=== Data for the task ===

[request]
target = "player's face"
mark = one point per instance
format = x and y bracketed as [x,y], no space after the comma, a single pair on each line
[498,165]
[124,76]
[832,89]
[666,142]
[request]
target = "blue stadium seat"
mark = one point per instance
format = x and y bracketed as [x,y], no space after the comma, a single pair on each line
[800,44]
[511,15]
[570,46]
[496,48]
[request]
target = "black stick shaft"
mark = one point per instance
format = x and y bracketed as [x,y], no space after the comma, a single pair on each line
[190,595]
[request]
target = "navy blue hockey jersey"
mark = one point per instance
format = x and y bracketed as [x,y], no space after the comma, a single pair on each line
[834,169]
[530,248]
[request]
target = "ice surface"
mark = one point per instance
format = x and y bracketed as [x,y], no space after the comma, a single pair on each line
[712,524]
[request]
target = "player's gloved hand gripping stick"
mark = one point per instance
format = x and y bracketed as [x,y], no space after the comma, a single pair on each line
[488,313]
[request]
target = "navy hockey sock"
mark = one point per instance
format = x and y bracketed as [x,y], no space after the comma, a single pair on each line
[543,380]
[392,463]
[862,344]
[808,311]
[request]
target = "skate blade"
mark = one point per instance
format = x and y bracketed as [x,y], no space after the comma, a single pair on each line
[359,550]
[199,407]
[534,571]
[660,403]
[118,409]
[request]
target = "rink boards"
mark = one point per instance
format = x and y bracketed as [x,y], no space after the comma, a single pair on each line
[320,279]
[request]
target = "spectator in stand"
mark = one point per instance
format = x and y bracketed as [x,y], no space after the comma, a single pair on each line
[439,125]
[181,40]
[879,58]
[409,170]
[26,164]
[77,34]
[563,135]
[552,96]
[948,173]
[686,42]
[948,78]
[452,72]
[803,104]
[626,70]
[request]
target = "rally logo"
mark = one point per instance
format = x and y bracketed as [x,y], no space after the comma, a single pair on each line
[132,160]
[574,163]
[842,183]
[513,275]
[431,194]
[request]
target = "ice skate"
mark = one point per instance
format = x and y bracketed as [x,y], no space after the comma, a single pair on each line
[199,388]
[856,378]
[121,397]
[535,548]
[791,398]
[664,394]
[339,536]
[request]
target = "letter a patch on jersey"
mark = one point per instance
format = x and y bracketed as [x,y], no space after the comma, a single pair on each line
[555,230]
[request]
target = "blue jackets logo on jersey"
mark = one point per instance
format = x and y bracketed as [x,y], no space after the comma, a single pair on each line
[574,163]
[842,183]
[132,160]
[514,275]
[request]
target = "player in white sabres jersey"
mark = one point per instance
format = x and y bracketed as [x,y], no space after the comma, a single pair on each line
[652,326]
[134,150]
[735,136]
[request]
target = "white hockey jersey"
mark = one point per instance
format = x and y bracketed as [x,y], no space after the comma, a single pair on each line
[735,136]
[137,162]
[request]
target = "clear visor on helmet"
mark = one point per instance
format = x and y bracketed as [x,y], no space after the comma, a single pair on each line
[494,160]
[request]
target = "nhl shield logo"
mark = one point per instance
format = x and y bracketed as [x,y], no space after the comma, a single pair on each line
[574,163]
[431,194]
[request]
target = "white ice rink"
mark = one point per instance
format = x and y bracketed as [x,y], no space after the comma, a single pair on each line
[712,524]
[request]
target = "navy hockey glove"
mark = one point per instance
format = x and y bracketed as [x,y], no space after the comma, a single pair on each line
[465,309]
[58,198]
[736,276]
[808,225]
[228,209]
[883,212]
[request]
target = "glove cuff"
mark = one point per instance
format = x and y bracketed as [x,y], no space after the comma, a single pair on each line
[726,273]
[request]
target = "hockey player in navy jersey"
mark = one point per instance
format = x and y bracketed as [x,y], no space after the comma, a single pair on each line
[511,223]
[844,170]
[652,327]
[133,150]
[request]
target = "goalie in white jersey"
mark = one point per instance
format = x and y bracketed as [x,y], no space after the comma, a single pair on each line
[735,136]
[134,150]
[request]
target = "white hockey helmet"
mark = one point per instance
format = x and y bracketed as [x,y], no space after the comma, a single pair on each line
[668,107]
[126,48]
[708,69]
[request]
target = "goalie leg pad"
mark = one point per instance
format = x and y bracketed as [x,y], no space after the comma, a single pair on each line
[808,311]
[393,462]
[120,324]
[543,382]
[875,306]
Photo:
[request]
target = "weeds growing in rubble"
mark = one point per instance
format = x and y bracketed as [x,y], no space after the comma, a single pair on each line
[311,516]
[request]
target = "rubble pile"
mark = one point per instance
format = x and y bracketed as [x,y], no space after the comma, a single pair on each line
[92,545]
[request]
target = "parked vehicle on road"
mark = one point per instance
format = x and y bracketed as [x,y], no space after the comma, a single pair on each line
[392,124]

===

> [Short task]: Return all of the entries exactly as written.

> [Exercise response]:
[request]
target = "player's face"
mark = one point per instance
format = x and y bracketed as [x,y], no space after the comma, a single pair on each line
[498,165]
[124,76]
[832,89]
[666,142]
[request]
target = "blue stadium seat"
mark = one point per instance
format = x and y bracketed as [x,y], no space after the comma, a single pair on each line
[800,44]
[511,15]
[570,46]
[496,48]
[request]
target = "black stick shaft"
mark = one point per instance
format = x and y bracketed as [x,y], no space after the comma, a single pair on each line
[190,595]
[request]
target = "navy blue hockey jersey"
mark = one point per instance
format = x and y bracketed as [x,y], no space after the comma, a single pair on each line
[834,169]
[530,248]
[request]
target = "ice surface"
mark = one point per instance
format = x and y bracketed as [x,y], no space after the comma, a single pair on each line
[712,524]
[request]
target = "player's gloved hand gripping stick"
mark = one point per instance
format = x and y bracketed as [x,y], no space after the comma, a single pair on each line
[488,313]
[request]
target = "navy hockey sock"
mark = one point per instance
format = x and y bracketed as [x,y], no space after the comma, a single pair on each line
[543,380]
[392,463]
[862,344]
[808,311]
[request]
target = "skate blade"
mark = one point per instance
format = x and y bracketed as [x,y], no space after the comma, a single pair on each line
[359,550]
[199,407]
[534,571]
[660,403]
[118,409]
[request]
target = "rink boards"
mark = one point per instance
format = x and y bracketed as [x,y], no space after the comma, a single pair on each line
[320,279]
[request]
target = "spectator in stand"
mark = one point per instance
format = x and y bracketed as [x,y], no space after the comma, a single pair on each line
[439,125]
[181,40]
[879,58]
[409,170]
[26,164]
[77,34]
[563,135]
[552,96]
[948,173]
[686,42]
[948,78]
[452,72]
[803,104]
[626,70]
[request]
target = "rally logo"
mark = one point per instance
format = x and y bracketed as [x,y], no space after the comma, a single pair on each line
[132,160]
[574,163]
[842,183]
[513,275]
[431,194]
[request]
target = "ice skate"
mark = one point per instance
format = x and y bracketed as [x,y], no space after the comma, a single pair on each line
[199,388]
[856,378]
[121,397]
[535,548]
[791,398]
[664,394]
[339,536]
[request]
target = "letter a patch on jersey"
mark = one point per instance
format = x and y bracketed as [x,y], no space after the comma, a single pair on each line
[555,230]
[request]
target = "blue jackets logo on jersey"
mark = one point per instance
format = x and y bracketed as [x,y], no space after the comma, a single pair on each line
[574,163]
[842,183]
[132,160]
[514,275]
[request]
target = "player in white sabres jersey"
mark = one point per instance
format = x and y bracketed as [x,y], no space after the comma, a single pair on each line
[652,326]
[134,150]
[735,136]
[request]
target = "white hockey jersey"
mark = one point per instance
format = x and y bracketed as [x,y], no space after the comma, a single pair on each line
[735,136]
[137,162]
[request]
target = "clear visor on helmet"
mark = one point per instance
format = x and y bracketed as [x,y], no space after the comma, a single pair on each line
[494,160]
[request]
target = "nhl shield logo"
mark = one point per instance
format = x and y bracketed as [x,y], no space after the comma, a single pair on each line
[574,163]
[431,194]
[request]
target = "white ice rink"
mark = one point per instance
format = x and y bracketed as [x,y], no space after the comma, a single pair on each line
[712,524]
[request]
target = "navy hockey glove"
mark = one point per instance
format = x and y bracketed as [x,y], no space after the comma, a single pair on each line
[465,309]
[58,198]
[736,276]
[808,225]
[228,209]
[883,212]
[request]
target = "glove cuff"
mark = one point per instance
format = x and y bracketed as [x,y], no space after the comma, a single pair on each line
[726,273]
[request]
target = "hockey player in navy jersey"
mark = one point per instance
format = x and y bracketed as [x,y], no space after the comma, a single pair on each line
[511,223]
[844,170]
[652,327]
[133,150]
[request]
target = "goalie in white jersey"
mark = one point per instance
format = x and y bracketed as [x,y], no space after the comma, a single pair on each line
[735,136]
[134,150]
[request]
target = "white hockey helmet"
mark = one point per instance
format = x and y bracketed as [x,y], no space after the comma, a single pair on each line
[668,107]
[126,48]
[708,69]
[request]
target = "goalie leg pad"
mark = one point per instance
format = x and y bracketed as [x,y], no space after the comma, a single pair on each line
[808,311]
[393,462]
[120,324]
[543,382]
[875,306]
Photo:
[request]
target = "weeds growing in rubble"
mark = one point per instance
format = x and y bracketed as [x,y], no space after the comma, a single pair on each line
[311,516]
[request]
target = "rubble pile"
mark = one point per instance
format = x and y bracketed as [x,y], no space after the comma, a single pair on each line
[92,545]
[request]
target = "parked vehicle on road"
mark = one point per instance
format = x and y bracketed as [x,y], no space after the comma, a single pair on each line
[392,124]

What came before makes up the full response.